--- Selected excerpt ---
+-------+

= Medical Injury Compensation Reform Act =

The Medical Injury Compensation Reform Act (MICRA) of 1975 was a statute enacted by the California Legislature in September 1975 and signed into law by Governor Jerry Brown in September. This Act was intended to lower medical malpractice liability insurance premiums for healthcare providers in California by decreasing their potential tort liability.

MICRA's stated justification, in turn, was to keep healthcare providers as a whole financially solvent, thus lowering the cost of healthcare services and increasing their availability. MICRA's constitutionality was repeatedly challenged during the 1970s and 1980s, but most of it was eventually upheld as constitutional under rational basis review by the Supreme Court of California or the California Courts of Appeal. Almost all of MICRA is still in effect and still part of California law, though many of its provisions were updated in 2022 by AB 35.

== History ==
In 1975, soaring malpractice insurance premiums culminated in Argonaut Insurance Company of Menlo Park no longer extending group coverage to Northern California doctors. Individual policies costed 400% more. A physicians' strike began on May 1 and the end was announced May 28. The Governor called a special session of the California Legislature on medical liability, with his proposals becoming the Medical Injury Compensation Reform Act of 1975 (MICRA).

+-------+

--- Problem set ---
**A)** In the MICRA article, who signed the act into law?
**B)** Turn the MICRA article's paragraph beginning "In 1975, soaring malpractice insurance premiums" into a short bulleted list that keeps its main facts.
**C)** Carry the MICRA article forward from its last sentence.

+-------+

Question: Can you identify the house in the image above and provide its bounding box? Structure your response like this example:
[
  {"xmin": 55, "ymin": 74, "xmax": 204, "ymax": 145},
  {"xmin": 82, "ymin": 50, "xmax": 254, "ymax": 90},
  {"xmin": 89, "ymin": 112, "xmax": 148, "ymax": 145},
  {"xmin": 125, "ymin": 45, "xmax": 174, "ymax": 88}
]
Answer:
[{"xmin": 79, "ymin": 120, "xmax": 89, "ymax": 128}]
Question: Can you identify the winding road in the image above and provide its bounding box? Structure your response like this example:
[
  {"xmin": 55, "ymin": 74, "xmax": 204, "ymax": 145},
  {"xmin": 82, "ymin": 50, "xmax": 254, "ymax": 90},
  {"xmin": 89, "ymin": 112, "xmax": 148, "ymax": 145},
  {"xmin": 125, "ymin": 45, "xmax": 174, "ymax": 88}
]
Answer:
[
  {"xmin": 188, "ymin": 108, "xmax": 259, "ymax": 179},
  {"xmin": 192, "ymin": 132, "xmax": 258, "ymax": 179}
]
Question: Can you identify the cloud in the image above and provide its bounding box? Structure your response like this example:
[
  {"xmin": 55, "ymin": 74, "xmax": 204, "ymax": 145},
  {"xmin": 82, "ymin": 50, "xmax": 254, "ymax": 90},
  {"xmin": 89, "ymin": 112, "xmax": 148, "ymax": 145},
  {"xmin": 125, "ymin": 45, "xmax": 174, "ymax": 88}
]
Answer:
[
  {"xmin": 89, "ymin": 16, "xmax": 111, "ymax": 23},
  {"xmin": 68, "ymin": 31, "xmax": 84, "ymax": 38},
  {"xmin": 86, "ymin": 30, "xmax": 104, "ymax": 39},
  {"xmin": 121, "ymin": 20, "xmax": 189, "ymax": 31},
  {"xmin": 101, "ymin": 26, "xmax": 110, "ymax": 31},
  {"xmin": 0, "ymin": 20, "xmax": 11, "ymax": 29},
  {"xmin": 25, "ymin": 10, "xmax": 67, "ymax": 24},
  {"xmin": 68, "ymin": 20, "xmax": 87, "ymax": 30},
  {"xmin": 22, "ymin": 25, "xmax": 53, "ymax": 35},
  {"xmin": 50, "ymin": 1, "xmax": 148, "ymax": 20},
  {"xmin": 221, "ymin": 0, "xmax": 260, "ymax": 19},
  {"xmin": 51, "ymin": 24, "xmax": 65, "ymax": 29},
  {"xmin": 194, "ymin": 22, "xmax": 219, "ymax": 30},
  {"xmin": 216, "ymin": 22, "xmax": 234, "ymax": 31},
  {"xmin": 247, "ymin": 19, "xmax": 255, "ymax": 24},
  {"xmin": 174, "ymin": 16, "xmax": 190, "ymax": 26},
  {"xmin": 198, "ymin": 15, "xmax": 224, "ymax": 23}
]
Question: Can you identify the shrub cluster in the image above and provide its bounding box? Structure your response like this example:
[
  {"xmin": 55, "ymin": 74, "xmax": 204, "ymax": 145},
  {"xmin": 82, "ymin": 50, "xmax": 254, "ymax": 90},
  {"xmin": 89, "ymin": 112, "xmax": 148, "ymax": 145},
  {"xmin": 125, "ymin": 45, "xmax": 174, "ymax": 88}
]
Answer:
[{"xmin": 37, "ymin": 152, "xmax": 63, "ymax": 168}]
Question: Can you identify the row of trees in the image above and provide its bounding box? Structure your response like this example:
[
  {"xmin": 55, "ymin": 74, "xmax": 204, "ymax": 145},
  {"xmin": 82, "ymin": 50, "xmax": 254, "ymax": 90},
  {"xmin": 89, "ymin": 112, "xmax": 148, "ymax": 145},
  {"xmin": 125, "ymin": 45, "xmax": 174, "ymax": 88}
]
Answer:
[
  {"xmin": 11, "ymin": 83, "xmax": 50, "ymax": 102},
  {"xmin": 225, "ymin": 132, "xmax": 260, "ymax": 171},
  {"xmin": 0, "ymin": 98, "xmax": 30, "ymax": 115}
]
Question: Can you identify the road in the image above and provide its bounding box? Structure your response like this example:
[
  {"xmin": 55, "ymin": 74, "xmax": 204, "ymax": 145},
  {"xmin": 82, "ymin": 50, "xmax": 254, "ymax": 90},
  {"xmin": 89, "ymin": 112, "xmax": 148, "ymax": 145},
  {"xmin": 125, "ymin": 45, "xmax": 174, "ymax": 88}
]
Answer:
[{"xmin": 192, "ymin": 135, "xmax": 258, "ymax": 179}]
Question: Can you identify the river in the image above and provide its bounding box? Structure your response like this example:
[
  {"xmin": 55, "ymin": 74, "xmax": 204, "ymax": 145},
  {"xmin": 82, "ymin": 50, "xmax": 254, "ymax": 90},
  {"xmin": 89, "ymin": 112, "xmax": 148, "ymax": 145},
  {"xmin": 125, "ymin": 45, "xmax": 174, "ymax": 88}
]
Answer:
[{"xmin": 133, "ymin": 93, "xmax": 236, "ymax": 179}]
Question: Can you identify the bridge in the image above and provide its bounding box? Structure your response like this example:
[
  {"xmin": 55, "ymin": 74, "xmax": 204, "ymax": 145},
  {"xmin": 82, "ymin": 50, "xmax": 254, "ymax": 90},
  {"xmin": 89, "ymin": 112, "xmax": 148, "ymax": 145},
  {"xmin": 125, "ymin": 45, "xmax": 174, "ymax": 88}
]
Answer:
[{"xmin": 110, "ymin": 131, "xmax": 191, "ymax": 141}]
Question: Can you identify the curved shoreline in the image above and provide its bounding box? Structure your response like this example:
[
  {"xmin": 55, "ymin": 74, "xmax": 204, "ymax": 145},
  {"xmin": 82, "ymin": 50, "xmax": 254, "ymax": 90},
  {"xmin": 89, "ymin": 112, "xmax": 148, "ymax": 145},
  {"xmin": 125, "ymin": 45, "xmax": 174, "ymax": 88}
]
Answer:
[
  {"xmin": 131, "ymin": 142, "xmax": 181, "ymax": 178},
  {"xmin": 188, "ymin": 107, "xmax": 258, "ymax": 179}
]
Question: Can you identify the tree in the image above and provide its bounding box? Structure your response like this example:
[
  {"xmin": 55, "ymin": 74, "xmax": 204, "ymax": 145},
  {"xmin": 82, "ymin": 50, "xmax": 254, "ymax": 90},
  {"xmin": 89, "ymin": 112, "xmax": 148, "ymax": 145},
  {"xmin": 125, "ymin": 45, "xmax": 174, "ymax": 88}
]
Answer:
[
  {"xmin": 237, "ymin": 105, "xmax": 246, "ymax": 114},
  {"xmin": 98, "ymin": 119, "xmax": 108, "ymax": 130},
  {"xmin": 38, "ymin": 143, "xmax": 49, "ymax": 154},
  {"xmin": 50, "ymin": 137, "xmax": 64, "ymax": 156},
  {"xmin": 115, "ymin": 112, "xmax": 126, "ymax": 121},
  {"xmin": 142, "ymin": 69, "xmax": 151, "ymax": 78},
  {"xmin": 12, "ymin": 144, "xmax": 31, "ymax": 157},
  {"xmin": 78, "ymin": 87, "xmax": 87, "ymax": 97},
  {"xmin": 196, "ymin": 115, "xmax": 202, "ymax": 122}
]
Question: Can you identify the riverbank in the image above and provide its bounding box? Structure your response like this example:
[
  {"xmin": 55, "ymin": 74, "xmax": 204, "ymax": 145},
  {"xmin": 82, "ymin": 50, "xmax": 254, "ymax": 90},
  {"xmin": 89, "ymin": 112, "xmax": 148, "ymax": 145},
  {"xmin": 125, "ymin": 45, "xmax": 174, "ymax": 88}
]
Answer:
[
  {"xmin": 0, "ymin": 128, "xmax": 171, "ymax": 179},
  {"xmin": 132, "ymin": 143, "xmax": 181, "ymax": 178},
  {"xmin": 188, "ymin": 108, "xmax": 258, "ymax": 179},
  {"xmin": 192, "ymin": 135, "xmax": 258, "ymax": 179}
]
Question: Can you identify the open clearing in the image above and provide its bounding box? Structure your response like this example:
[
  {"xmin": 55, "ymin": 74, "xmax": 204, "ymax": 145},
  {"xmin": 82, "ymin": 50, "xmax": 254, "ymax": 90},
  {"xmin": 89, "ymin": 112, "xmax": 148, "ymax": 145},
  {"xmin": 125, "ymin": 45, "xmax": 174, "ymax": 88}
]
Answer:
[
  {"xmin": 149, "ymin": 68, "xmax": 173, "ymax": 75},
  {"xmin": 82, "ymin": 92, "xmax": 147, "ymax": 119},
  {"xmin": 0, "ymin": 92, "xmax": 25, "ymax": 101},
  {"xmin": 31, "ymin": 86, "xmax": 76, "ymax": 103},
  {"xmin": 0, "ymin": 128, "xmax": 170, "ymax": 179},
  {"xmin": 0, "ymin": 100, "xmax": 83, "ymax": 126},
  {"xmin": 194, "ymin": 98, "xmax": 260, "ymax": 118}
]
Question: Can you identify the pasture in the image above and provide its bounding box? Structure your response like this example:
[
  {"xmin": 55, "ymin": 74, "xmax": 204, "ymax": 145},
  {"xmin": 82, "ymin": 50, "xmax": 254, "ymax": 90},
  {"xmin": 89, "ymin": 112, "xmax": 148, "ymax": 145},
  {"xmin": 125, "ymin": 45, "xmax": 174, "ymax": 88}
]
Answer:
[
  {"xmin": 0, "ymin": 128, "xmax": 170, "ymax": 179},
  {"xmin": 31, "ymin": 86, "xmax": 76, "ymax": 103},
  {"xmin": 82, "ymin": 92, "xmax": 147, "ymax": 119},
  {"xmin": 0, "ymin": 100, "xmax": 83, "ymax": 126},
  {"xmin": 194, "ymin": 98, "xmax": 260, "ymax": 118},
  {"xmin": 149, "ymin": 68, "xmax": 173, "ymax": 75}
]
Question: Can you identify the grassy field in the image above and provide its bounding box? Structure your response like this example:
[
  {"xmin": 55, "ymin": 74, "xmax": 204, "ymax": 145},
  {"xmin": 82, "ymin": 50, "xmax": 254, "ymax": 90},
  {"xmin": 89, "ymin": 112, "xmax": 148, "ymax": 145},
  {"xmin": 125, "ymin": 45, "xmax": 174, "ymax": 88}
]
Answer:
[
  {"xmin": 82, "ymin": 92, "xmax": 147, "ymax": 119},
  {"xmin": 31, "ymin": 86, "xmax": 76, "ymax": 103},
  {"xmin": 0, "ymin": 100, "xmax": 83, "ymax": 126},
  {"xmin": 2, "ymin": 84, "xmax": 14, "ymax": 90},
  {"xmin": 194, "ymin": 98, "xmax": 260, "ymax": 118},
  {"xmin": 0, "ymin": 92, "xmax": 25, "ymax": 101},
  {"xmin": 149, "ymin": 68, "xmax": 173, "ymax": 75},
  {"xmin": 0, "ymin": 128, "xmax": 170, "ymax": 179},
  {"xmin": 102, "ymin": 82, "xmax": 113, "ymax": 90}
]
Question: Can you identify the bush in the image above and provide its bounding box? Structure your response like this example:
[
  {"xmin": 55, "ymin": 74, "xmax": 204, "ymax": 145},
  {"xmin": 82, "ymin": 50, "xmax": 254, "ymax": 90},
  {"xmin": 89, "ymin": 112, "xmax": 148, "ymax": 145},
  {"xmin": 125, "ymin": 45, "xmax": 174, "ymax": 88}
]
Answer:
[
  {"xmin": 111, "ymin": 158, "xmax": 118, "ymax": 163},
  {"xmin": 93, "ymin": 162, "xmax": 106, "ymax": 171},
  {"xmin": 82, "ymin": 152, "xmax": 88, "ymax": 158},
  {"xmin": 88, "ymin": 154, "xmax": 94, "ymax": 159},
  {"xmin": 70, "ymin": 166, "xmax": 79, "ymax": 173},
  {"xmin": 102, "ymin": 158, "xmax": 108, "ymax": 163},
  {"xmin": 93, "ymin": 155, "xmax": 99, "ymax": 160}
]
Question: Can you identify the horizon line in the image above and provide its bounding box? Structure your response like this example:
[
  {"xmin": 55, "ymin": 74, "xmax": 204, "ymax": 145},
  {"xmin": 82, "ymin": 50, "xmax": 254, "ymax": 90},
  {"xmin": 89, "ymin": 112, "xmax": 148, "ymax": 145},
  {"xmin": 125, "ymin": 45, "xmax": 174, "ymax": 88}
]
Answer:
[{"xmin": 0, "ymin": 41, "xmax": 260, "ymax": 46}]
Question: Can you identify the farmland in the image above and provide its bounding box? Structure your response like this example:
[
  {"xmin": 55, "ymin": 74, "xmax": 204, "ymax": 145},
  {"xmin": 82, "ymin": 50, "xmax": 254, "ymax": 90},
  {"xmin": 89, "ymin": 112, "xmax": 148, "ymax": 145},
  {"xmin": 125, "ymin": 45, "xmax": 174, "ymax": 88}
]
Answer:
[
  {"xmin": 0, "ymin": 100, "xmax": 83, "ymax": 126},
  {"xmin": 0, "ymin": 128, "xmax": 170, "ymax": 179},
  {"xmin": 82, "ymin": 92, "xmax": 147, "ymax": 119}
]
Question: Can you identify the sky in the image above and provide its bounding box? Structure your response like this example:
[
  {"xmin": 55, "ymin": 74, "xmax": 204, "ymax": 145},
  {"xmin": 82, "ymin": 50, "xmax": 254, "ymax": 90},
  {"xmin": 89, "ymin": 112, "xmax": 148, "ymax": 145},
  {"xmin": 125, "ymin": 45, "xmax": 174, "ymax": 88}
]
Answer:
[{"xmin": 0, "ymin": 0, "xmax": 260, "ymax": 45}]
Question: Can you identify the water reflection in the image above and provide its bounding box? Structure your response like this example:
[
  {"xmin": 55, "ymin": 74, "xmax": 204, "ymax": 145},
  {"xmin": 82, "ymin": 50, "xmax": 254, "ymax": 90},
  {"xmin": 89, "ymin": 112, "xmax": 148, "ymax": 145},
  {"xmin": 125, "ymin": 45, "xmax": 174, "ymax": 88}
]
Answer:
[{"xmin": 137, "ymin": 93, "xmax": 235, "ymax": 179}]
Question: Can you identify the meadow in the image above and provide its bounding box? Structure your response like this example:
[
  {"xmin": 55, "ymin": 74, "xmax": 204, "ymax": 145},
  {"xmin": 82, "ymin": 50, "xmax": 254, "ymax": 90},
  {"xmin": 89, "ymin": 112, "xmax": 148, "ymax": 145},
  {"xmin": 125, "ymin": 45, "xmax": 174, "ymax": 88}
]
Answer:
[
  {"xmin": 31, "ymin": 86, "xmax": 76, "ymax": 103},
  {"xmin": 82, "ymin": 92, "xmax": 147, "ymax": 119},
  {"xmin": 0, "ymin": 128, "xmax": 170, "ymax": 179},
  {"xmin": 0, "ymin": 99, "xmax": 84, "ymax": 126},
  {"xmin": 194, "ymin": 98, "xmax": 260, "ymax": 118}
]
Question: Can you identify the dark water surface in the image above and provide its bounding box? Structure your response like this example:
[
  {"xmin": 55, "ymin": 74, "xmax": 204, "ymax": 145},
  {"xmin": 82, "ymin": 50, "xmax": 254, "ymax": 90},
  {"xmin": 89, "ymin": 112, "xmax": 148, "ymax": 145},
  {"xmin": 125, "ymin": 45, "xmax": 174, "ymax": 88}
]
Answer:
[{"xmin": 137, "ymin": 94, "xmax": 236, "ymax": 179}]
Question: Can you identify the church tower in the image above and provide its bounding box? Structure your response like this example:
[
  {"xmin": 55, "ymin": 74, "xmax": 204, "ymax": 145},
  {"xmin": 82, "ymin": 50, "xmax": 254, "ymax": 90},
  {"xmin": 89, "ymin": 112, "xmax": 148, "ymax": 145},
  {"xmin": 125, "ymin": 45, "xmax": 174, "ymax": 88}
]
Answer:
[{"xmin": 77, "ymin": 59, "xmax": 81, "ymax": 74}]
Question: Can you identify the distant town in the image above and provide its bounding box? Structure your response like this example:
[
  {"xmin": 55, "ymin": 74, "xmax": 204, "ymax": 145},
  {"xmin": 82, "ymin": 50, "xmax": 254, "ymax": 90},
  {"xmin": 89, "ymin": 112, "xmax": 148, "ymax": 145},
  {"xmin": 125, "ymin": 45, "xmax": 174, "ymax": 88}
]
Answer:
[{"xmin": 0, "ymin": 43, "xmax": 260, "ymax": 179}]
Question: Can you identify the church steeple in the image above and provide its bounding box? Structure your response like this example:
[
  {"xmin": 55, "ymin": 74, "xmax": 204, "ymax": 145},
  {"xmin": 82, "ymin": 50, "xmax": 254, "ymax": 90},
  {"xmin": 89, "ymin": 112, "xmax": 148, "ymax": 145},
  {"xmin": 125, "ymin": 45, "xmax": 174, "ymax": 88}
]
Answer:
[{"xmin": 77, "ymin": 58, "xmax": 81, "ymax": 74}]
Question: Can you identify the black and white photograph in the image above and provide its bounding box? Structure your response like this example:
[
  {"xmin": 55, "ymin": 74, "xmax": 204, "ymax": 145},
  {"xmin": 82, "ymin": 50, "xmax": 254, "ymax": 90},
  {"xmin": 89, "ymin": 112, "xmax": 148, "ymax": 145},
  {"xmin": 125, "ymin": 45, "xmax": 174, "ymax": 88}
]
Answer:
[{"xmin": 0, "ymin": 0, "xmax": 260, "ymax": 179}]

+-------+

--- Answer section ---
**A)** Governor Jerry Brown signed it.

**B)**
- In 1975, soaring malpractice insurance premiums led Argonaut Insurance Company of Menlo Park to stop extending group coverage to Northern California doctors.
- Individual policies cost 400% more.
- A physicians' strike began on May 1, and its end was announced on May 28.
- The Governor called a special session of the California Legislature on medical liability.
- His proposals became the Medical Injury Compensation Reform Act of 1975 (MICRA).

**C)**
==Provisions==
===Damage cap===
Non-economic damages are limited to $250,000. Non-economic damages include claims for pain and suffering, loss of consortium, both of which permit the financial recovery for losing limbs, losing sight or hearing, the ability to walk, and all other losses that do not directly relate to economic losses.

Only two other states, Kansas and Montana, have a cap on non-economic damages in medical malpractice cases as low as California's. In 21 states and the District of Columbia there is no cap on medical malpractice damage awards. (That includes two states, Maine and Oregon, that have no specific cap on medical malpractice damages but have a cap on noneconomic damages in any wrongful death action.) Six other states have no cap on medical malpractice damages under some circumstances. Florida joined that list in 2014 when the Florida Supreme Court struck down its cap on non-economic damages in medical malpractice cases involving wrongful death.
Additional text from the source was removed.